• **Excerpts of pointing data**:
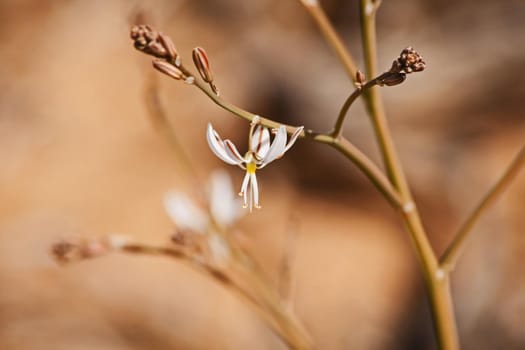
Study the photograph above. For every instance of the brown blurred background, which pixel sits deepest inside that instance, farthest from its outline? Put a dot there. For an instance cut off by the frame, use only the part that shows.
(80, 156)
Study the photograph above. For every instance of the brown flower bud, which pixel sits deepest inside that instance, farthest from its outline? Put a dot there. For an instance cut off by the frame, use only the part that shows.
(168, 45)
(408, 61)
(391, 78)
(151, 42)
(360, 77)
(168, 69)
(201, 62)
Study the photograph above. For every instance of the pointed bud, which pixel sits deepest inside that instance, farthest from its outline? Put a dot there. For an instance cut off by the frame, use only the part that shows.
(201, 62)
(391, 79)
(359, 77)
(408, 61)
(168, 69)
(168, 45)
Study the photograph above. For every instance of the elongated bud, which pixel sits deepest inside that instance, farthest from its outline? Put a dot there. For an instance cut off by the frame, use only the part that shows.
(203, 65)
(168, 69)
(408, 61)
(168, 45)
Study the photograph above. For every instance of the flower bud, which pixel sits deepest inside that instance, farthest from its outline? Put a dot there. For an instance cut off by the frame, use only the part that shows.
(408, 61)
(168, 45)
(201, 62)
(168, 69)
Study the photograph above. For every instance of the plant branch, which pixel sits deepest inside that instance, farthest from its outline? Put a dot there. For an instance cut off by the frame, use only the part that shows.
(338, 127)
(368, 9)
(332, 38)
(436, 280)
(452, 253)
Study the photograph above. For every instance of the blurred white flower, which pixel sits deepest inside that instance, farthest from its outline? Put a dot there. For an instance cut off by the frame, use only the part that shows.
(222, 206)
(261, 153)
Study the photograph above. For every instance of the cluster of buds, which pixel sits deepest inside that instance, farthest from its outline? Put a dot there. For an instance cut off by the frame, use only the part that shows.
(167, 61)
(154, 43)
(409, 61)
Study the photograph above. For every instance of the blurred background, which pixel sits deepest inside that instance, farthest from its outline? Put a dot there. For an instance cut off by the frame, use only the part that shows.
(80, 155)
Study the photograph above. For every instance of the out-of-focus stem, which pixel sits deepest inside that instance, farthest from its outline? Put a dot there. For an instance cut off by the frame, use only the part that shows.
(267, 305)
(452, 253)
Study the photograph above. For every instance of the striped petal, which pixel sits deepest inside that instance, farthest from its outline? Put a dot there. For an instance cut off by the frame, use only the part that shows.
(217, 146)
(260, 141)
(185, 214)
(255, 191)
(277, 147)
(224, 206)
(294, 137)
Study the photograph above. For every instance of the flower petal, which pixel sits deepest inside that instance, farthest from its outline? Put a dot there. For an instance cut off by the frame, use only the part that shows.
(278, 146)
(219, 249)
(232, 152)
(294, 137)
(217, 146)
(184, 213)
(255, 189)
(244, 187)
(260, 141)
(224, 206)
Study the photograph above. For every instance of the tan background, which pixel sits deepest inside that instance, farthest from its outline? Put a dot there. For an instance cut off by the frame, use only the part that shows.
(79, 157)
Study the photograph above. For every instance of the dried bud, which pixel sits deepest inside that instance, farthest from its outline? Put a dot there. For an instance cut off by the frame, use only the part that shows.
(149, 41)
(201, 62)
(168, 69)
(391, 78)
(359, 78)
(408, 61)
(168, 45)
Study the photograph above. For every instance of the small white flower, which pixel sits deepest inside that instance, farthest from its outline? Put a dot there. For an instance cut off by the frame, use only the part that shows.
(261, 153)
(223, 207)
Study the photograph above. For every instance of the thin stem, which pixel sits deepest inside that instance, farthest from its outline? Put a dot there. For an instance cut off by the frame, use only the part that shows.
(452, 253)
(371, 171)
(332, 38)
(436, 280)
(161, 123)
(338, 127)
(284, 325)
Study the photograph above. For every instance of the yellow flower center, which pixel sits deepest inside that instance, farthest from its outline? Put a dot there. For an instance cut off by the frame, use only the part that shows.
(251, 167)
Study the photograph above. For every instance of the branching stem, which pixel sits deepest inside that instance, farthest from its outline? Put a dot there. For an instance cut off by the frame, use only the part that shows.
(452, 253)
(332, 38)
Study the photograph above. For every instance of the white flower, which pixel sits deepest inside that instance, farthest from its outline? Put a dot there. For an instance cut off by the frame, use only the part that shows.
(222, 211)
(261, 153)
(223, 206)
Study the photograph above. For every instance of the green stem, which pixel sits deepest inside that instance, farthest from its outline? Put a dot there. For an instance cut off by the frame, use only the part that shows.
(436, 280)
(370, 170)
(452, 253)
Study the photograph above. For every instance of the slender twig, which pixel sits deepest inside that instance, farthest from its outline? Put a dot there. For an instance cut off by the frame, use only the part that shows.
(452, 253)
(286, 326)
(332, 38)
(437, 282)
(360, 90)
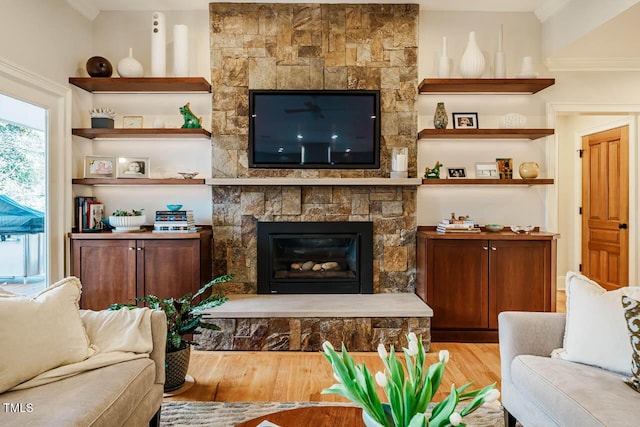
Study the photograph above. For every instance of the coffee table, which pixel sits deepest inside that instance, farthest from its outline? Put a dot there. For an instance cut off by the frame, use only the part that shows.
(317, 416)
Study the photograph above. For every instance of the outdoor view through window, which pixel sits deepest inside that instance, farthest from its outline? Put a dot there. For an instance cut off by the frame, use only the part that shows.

• **OBJECTIVE**:
Copy all of the entries above word for word, leaving out the pictures.

• **THE SOLUTION**:
Study the photograph above. For every instance of the brown blurred background, which pixel sits deepest inside that instance, farthest from its outline? Put a dot there. For an instance cut off by the frame, use only the part that shows.
(80, 156)
Study the photograph above. For every instance of the brown flower bud, which pixel sits deepest inside that instance, farthest from its outline? Put a dot there. For an instance cut off by the frame, use only the part that shows.
(168, 45)
(408, 61)
(391, 78)
(151, 42)
(360, 77)
(168, 69)
(201, 62)
Study the photograph above. For every instance of the pointed bud, which pixel sits deepest inside that instance, farthest from its outline? Put a dot there. For an instance cut off by the frame, use only the part that shows.
(201, 62)
(391, 79)
(359, 77)
(408, 61)
(168, 69)
(168, 45)
Study the photograph above. For every instance of the elongated bud, which pixel sits deepest inside that instance, farthest from its outline? Put a dot there. For an instance cut off by the frame, use only the part that shows.
(203, 65)
(168, 69)
(408, 61)
(168, 45)
Study the photograph above. For every instance of the flower bud, which pixel sits deepest inside that instance, farthest from its outline? Put a dot there. For an instance cut off by the frame, use only the part that shows.
(408, 61)
(168, 45)
(201, 62)
(168, 69)
Study the photograph above. For every instance of the plant branch, which pixel sits deepest inside that instance, farthest from its outline? Put a dot there. For an instance cut off by the frame, use only the part that shows.
(338, 127)
(368, 9)
(332, 38)
(436, 280)
(452, 253)
Study the photograph above. For every instance of the blurred white flower, which pixel sits deepest inside that instance, farthest from its outline? Put a dot there. For an instance cut off by the frame, use only the part that shows.
(222, 206)
(261, 153)
Study the photograph above. For every instance of the cluster of buds, which pixel sits deepest inside that instance, farthest from its outline? Put a dot there. For an instance cut off by the frame, use only the part that shows.
(167, 61)
(154, 43)
(409, 61)
Study the photograph above. For every instance of the blurred background, which pixel sits deepest inside that instance, farthest from its outline? Put a dot there. For an instance cut off by the frame, use only the part that shows.
(80, 155)
Study the photograph above. For every instance of the out-of-focus stem, which pixel sits deepest inside that instance, farthest from its outline? Put a dot there. For an instance cut off by the frame, use only the part that shows.
(267, 305)
(452, 253)
Study the photograph above. For every instance of the striped petal, which pixel sits deepest inside that instance, farthest from its outline? Put a dot there. For an instance cut off by the frame, use only the part that shows.
(217, 146)
(260, 141)
(185, 214)
(255, 191)
(277, 147)
(224, 206)
(294, 137)
Study the photograph above. For every instance of the flower petal, which pixel sits deepest inside that instance, farthest from its outline? Put a dot there. For an instance cut off by the frame, use only the part that shows.
(278, 146)
(219, 249)
(232, 152)
(294, 137)
(217, 146)
(184, 213)
(255, 189)
(244, 187)
(260, 141)
(224, 206)
Study the photograph above. For every instance of the tan background, which pixel sits deepest inside that instance, farthest from its outline? Put a dot there. For an instance cut off by the frame, use only the part that shows.
(79, 157)
Study the photograph above. For every instance of the dried bud, which pixel sits deepest inside that instance, farthest from its outline? Put a dot there. For an instance cut off by the frame, use only the part that shows.
(149, 41)
(201, 62)
(168, 69)
(391, 78)
(359, 78)
(408, 61)
(168, 45)
Study the photograph above. For every instance of the small white flower, which pixel sits deepest inside that instance, farthest from its outline? Put a dot there. For an instance cut off by the frame, use only the part that shows.
(261, 153)
(223, 207)
Study the photograph above. For every instance of the thin stem, which pixel sits deepest inside that instance, farthest from its outline? Put a dot there. For an instance cut off by the frame, use only the part that shows.
(452, 253)
(371, 171)
(332, 38)
(436, 280)
(161, 123)
(338, 127)
(284, 325)
Study the photograph above. For every instance of the yellow flower center, which pixel sits deepest inside that instance, farthest from its outline? Put a dot there. For an instance cut off by the frame, use only the part that shows.
(251, 167)
Study the photograph above. For every instance of the branching stem, which pixel sits deepest inside that instance, farthest from its outline? Put a dot there. For an instance cut off by the frame, use only the part that shows.
(452, 253)
(332, 38)
Study the photograph above. For every instance of the white flower, which pixel sits deepest inside that instance, farthest from its outline? Put a dot there. For an instance cut off by the frame, use only the part that shows.
(222, 211)
(261, 153)
(223, 206)
Study the photograph above. For every instance of the green stem, which pixel sits deepest inside that instance, farthest from its outline? Put a dot there. For an instance cut off by the frame, use only the part that shows.
(436, 280)
(370, 170)
(452, 253)
Study the photograph above. For every instance of the slender twig, which pixel sits deepest inside that instance, farthest from its outline? Put a dot there. For an instance cut off by the frame, use only the part that shows.
(452, 253)
(286, 326)
(332, 38)
(437, 282)
(360, 90)
Study the photograph above. For every instance of the coffee table, which pixel sits deepest inside that instance, farthest from its outline? Put a dot there. For an instance cut off by the frame, use only the part that shows.
(317, 416)
Study the photograph above. For every instance of the outdoor view through window, which pixel sits deepest inside that instance, farthest from its outline? Put a dot there. For an instance cut off by the frame, use only the part that shows.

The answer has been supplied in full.